## Problem statement
Render all of the data below as a numbered list, leaving out any blank lines.
--- start of Items ---
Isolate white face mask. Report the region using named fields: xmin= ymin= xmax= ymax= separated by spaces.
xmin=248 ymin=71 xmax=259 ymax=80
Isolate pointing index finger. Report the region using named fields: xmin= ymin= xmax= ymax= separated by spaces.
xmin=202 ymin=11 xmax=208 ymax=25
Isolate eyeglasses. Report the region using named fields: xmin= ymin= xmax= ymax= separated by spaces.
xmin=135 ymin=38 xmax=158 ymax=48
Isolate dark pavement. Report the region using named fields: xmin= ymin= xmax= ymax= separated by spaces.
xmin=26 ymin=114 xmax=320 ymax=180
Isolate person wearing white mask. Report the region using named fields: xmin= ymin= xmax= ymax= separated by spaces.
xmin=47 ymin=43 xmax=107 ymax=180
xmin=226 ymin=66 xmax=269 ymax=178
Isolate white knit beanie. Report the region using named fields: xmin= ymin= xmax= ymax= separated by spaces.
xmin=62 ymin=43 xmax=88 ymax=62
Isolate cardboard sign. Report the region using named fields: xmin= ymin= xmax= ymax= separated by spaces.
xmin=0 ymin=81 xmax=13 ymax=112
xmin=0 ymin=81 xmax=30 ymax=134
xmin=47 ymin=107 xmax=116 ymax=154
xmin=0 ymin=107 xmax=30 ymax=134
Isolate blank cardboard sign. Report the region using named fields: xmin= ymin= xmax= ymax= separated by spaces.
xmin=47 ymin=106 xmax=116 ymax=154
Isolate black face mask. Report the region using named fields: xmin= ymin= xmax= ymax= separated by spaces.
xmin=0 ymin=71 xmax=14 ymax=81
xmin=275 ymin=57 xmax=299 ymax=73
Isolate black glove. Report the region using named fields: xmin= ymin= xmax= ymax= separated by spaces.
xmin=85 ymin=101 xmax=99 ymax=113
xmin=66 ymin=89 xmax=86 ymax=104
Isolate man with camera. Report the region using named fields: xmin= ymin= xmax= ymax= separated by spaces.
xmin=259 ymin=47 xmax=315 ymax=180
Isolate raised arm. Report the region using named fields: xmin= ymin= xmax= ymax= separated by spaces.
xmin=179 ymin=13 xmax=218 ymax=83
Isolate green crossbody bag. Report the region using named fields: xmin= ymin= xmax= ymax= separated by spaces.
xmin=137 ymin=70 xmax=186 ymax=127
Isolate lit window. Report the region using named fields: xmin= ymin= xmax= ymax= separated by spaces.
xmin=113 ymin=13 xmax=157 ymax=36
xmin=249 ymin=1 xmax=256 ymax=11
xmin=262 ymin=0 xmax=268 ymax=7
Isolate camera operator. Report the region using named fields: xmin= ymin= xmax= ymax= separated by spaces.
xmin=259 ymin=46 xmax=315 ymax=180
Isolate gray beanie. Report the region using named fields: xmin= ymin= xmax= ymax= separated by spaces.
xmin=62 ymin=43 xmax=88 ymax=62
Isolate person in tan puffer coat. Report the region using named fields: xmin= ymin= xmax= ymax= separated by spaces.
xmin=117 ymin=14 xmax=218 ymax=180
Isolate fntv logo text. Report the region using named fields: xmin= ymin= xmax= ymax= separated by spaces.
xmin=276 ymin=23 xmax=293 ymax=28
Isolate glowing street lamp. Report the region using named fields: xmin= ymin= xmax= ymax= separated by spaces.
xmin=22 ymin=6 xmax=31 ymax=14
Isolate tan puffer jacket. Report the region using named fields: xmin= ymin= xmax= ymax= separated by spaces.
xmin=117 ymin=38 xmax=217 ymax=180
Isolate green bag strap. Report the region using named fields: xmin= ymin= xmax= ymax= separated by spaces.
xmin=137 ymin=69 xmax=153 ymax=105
--- end of Items ---
## Full solution
1. Isolate white face mask. Report the region using named fields: xmin= ymin= xmax= ymax= separated by spaces.
2. xmin=248 ymin=71 xmax=259 ymax=80
3. Isolate pointing index finger. Report the region using named fields: xmin= ymin= xmax= ymax= separated by spaces.
4. xmin=202 ymin=11 xmax=208 ymax=25
5. Isolate eyeglasses. Report the region using named fields: xmin= ymin= xmax= ymax= separated by spaces.
6. xmin=135 ymin=38 xmax=158 ymax=48
7. Isolate dark pavement. Report the region using named fields: xmin= ymin= xmax= ymax= separated by spaces.
8. xmin=26 ymin=114 xmax=320 ymax=180
9. Isolate person wearing white mask. Report the region using named fields: xmin= ymin= xmax= ymax= separated by spaces.
10. xmin=47 ymin=43 xmax=107 ymax=180
11. xmin=226 ymin=66 xmax=269 ymax=178
12. Isolate white knit beanie. Report the region using named fields: xmin= ymin= xmax= ymax= separated by spaces.
13. xmin=62 ymin=43 xmax=88 ymax=62
14. Isolate cardboard sign. Report the region using named fields: xmin= ymin= xmax= ymax= separated by spaces.
15. xmin=0 ymin=81 xmax=13 ymax=112
16. xmin=0 ymin=81 xmax=30 ymax=134
17. xmin=47 ymin=107 xmax=116 ymax=154
18. xmin=0 ymin=107 xmax=30 ymax=134
19. Isolate blank cardboard sign. Report the region using named fields: xmin= ymin= xmax= ymax= separated by spaces.
20. xmin=47 ymin=106 xmax=116 ymax=154
21. Isolate black face mask. Report the region using named fields: xmin= ymin= xmax= ymax= separated by spaces.
22. xmin=0 ymin=71 xmax=14 ymax=81
23. xmin=275 ymin=57 xmax=299 ymax=73
24. Isolate black glove. Report the region using named fields: xmin= ymin= xmax= ymax= separated by spaces.
25. xmin=85 ymin=101 xmax=99 ymax=113
26. xmin=66 ymin=89 xmax=86 ymax=104
27. Isolate man with camera. Report the region using named fields: xmin= ymin= xmax= ymax= separated by spaces.
28. xmin=259 ymin=47 xmax=315 ymax=180
29. Isolate raised arm. Report the region using named fields: xmin= ymin= xmax= ymax= separated by spaces.
30. xmin=179 ymin=13 xmax=218 ymax=83
31. Isolate green crossbody bag. Report the region using named fields: xmin= ymin= xmax= ymax= separated by spaces.
32. xmin=137 ymin=70 xmax=186 ymax=127
33. Isolate lit window. Report the region using named fields: xmin= ymin= xmax= ymax= separated by spaces.
34. xmin=113 ymin=13 xmax=157 ymax=36
35. xmin=249 ymin=1 xmax=256 ymax=11
36. xmin=262 ymin=0 xmax=268 ymax=7
37. Isolate camera operator. Report the region using named fields: xmin= ymin= xmax= ymax= separated by spaces.
38. xmin=259 ymin=46 xmax=315 ymax=180
39. Isolate gray beanie. Report the region using named fields: xmin= ymin= xmax= ymax= separated by spaces.
40. xmin=62 ymin=43 xmax=88 ymax=62
41. Isolate person in tan puffer coat. Report the region using named fields: xmin= ymin= xmax= ymax= separated by spaces.
42. xmin=117 ymin=14 xmax=218 ymax=180
43. Isolate fntv logo text. Report the region using named fields: xmin= ymin= xmax= ymax= separated by spaces.
44. xmin=276 ymin=23 xmax=293 ymax=28
45. Isolate glowing street lamp. Report the region using named fields: xmin= ymin= xmax= ymax= separated by spaces.
46. xmin=22 ymin=6 xmax=31 ymax=14
47. Isolate tan puffer jacket. Report the region using named fields: xmin= ymin= xmax= ymax= separated by spaces.
48. xmin=117 ymin=38 xmax=217 ymax=180
49. Isolate green bag strap. Report the region using named fields: xmin= ymin= xmax= ymax= separated by spaces.
50. xmin=137 ymin=69 xmax=153 ymax=105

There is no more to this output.